◆ **WHAT YOU WILL DO**: For each statement below, state whether it agrees with the passage on the Sequoia Fund and Valeant, and quote the words of the passage that decide it: (a) Valeant spent more than $23 billion acquiring seven competitors between 2009 and 2015; (b) Valeant increased its research and development budget; (c) by June 30, 2015, more than a quarter of Sequoia's net assets were invested in Valeant.

One of the investment options included in the Plan is the Sequoia Fund, a mutual fund managed by Ruane, Cunniff & Goldfarb, Inc. (the "Sequoia Fund" or the "Fund"). ( Id. ¶¶ 54) Plaintiffs allege that the Sequoia Fund purports to be a value fund. ( Id. ¶¶ 54, 56-63.)2 Plan participants have invested more than $500 million in the Sequoia Fund, causing investments in the Fund to account for approximately 12% of all Plan assets not invested in Disney itself. ( Id. ¶ 66.)
The Sequoia Fund first began investing in Valeant Pharmaceuticals International, Inc. ("Valeant") in 2010. ( Id. ¶ 69.) On September 30, 2010, the Sequoia Fund held over 10 million shares of Valeant, valued at over $250 million. ( Id.) Valeant is a pharmaceutical company which slashed its research and development budget to fund acquisitions of other companies. ( Id. ¶¶ 73, 77.) In pursuit of this growth-by-acquisition strategy, Valeant spent over $23 billion to acquire seven competitors between 2009 and 2015. ( Id. ¶¶ 74-75.) The Sequoia Fund steadily increased its position in Valeant — partly through appreciation in the value of its initial investment and partly through purchases of additional stock — to the point that, on June 30, 2015, over 25% of Sequoia's net assets were invested in Valeant. ( Id. ¶¶ 69, 71.)
In August 2015, Valeant stock closed at $262 per share, representing a trade value that was 98 times higher than its earnings. ( Id. ¶ 80.) Plaintiffs allege that as a result, Valeant had the "clear indicia" of a growth stock, and did not meed the Sequoia Fund's purported investing criteria of seeking out value stocks. (See id. ¶¶ 81-83.) Despite the soaring stock price in August 2015, concerns emerged about Valeant's accounting practices and investment strategy. ( Id. ¶¶ 78-79.) By November 17, 2015, Valeant stock precipitously declined to less than $70 a share, representing a loss of over $65 billion in market value. ( Id. ¶ 66.) This caused a corresponding loss of approximately 25% of the value of the Sequoia Fund. ( Id.)

◆ **Data drawn from a dataset**:
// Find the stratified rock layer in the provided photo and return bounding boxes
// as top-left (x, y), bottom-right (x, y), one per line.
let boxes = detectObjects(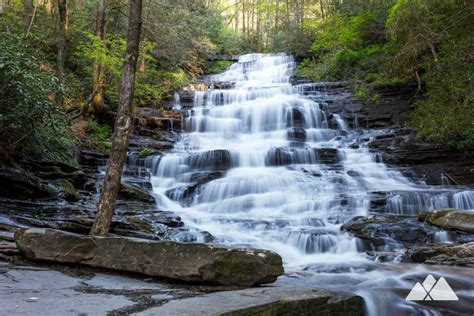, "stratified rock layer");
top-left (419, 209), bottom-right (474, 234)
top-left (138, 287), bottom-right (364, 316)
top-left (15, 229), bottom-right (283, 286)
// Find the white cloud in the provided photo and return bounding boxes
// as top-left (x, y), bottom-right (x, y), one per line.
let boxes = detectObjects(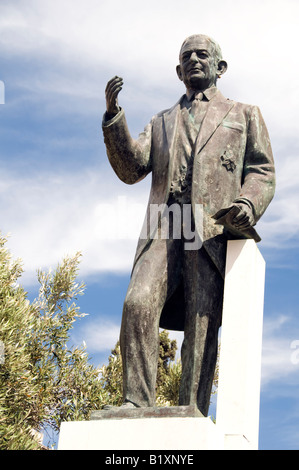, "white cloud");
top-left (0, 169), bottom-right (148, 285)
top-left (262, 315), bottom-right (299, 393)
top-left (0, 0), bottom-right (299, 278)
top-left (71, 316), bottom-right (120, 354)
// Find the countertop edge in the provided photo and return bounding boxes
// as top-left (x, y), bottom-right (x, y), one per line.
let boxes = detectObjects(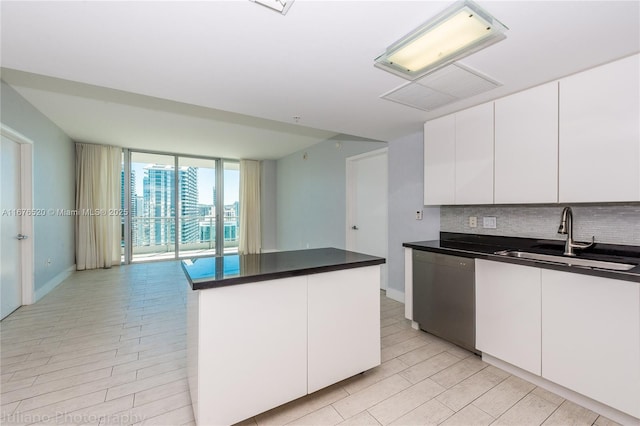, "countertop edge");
* * *
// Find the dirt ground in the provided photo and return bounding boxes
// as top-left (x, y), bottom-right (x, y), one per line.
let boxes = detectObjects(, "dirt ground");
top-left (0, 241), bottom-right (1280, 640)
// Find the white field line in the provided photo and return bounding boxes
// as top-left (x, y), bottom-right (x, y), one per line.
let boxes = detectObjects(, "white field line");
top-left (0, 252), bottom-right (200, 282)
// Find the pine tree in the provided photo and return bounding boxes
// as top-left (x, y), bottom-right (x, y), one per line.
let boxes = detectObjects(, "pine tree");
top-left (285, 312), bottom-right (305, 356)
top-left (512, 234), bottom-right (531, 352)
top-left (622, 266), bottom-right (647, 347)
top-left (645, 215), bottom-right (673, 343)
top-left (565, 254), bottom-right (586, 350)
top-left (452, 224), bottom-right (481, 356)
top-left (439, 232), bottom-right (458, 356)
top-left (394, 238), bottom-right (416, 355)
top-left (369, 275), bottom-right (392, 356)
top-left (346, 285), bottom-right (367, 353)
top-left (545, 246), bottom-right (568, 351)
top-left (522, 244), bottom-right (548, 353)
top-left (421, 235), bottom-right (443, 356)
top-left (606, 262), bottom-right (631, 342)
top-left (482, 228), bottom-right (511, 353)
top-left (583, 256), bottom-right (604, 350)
* * *
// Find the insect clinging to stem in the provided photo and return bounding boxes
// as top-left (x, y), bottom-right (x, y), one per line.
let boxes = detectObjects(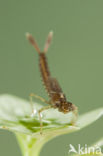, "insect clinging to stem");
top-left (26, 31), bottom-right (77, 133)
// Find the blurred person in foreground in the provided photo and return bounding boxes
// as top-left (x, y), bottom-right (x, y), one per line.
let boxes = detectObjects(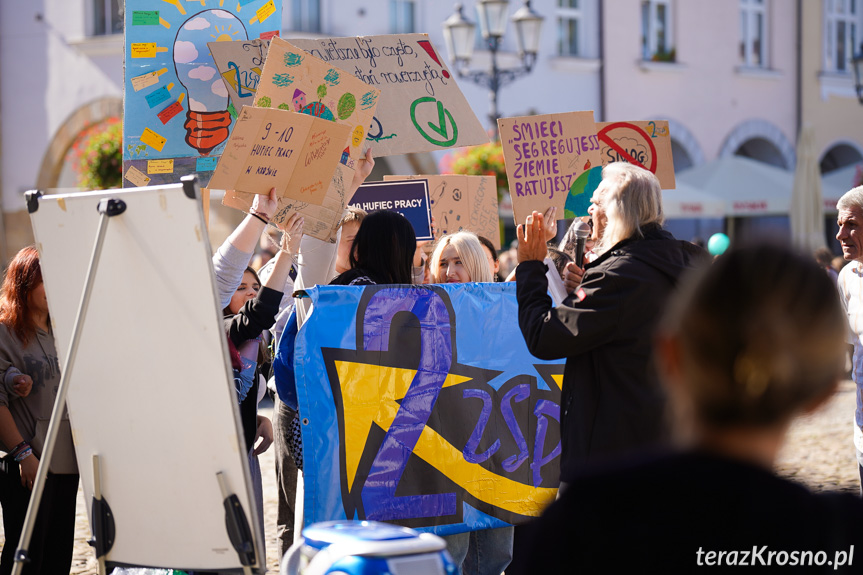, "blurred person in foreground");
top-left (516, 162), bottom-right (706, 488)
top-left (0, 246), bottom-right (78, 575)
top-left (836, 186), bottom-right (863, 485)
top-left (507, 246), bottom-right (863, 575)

◆ **EXERCISE SOLUTION**:
(a) Yes: "Valeant spent over $23 billion to acquire seven competitors between 2009 and 2015."
(b) No: "slashed its research and development budget to fund acquisitions of other companies"
(c) Yes: "on June 30, 2015, over 25% of Sequoia's net assets were invested in Valeant"